- [Source]:
■ ■ ■
Non-Maskable interrupt handling
--------------------------------------------------------------------------------

A [Non-Maskable](https://en.wikipedia.org/wiki/Non-maskable_interrupt) interrupt is a hardware interrupt that cannot be ignore by standard masking techniques. In a general way, a non-maskable interrupt can be generated in either of two ways:

* External hardware asserts the non-maskable interrupt [pin](https://en.wikipedia.org/wiki/CPU_socket) on the CPU.
* The processor receives a message on the system bus or the APIC serial bus with a delivery mode `NMI`.
■ ■ ■
- [Record list]:
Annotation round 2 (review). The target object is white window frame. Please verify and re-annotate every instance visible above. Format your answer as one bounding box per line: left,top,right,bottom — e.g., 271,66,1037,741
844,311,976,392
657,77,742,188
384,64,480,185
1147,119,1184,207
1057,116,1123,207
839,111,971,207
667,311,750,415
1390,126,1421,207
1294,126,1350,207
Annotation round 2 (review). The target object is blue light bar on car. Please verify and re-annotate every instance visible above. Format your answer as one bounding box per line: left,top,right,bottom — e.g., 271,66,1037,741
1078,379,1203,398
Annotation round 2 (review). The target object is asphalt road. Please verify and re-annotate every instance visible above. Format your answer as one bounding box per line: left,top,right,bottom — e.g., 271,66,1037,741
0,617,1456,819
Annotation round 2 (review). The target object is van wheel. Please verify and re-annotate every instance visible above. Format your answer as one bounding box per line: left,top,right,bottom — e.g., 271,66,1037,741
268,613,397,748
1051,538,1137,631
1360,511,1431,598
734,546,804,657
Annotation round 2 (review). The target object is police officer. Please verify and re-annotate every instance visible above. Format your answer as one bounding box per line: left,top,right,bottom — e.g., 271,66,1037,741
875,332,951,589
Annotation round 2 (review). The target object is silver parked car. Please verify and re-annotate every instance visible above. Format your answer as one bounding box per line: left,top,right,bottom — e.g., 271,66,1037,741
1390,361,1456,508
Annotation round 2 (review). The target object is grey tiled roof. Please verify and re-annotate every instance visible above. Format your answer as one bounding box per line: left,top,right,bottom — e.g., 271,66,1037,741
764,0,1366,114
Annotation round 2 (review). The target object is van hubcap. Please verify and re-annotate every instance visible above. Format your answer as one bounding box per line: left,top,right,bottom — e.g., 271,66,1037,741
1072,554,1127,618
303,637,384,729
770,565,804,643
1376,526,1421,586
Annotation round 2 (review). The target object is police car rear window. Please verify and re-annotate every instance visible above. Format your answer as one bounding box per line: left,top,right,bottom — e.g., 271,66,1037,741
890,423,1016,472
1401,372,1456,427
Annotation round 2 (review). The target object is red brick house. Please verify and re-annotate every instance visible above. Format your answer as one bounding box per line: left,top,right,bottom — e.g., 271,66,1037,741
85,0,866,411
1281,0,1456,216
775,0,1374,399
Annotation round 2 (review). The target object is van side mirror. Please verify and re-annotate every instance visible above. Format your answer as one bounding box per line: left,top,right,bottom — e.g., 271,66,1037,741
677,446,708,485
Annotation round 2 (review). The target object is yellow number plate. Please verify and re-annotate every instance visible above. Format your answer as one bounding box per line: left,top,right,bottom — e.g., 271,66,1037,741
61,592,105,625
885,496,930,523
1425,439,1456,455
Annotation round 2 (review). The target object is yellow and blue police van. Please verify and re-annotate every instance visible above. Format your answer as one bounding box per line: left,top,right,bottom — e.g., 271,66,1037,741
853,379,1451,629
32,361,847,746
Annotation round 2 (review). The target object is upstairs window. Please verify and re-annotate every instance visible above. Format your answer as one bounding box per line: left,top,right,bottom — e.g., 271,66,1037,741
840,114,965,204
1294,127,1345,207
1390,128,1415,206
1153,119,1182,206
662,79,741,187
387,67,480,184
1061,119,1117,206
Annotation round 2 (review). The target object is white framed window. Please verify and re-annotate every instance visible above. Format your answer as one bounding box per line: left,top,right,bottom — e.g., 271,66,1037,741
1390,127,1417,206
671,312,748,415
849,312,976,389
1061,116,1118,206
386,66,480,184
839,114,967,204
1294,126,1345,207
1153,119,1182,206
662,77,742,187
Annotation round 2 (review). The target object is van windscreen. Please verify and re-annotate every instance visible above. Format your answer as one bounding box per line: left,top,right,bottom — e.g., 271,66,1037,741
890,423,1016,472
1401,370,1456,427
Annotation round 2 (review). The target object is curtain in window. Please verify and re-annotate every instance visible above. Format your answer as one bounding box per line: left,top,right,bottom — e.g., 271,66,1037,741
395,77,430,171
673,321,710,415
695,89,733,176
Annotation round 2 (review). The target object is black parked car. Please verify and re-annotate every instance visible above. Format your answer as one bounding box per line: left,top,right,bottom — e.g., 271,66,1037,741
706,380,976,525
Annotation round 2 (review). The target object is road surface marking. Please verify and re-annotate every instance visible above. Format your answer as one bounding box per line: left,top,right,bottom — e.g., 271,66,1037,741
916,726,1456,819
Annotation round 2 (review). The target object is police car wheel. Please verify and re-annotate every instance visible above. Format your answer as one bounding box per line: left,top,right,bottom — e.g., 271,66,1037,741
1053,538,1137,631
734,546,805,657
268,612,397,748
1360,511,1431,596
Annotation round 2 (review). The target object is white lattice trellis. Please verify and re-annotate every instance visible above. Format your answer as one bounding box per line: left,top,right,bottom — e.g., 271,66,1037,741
■ ■ ■
- [What you need to do]:
[A] From the passage on non-maskable interrupts, return the part that opens with the words containing "Non-Maskable interrupt handling" and closes with "on the CPU.", copied word for word.
[B] In the passage on non-maskable interrupts, what does external hardware assert to generate a non-maskable interrupt?

- [Responses]:
[A]
Non-Maskable interrupt handling
--------------------------------------------------------------------------------

A [Non-Maskable](https://en.wikipedia.org/wiki/Non-maskable_interrupt) interrupt is a hardware interrupt that cannot be ignore by standard masking techniques. In a general way, a non-maskable interrupt can be generated in either of two ways:

* External hardware asserts the non-maskable interrupt [pin](https://en.wikipedia.org/wiki/CPU_socket) on the CPU.

[B] External hardware asserts the non-maskable interrupt pin on the CPU.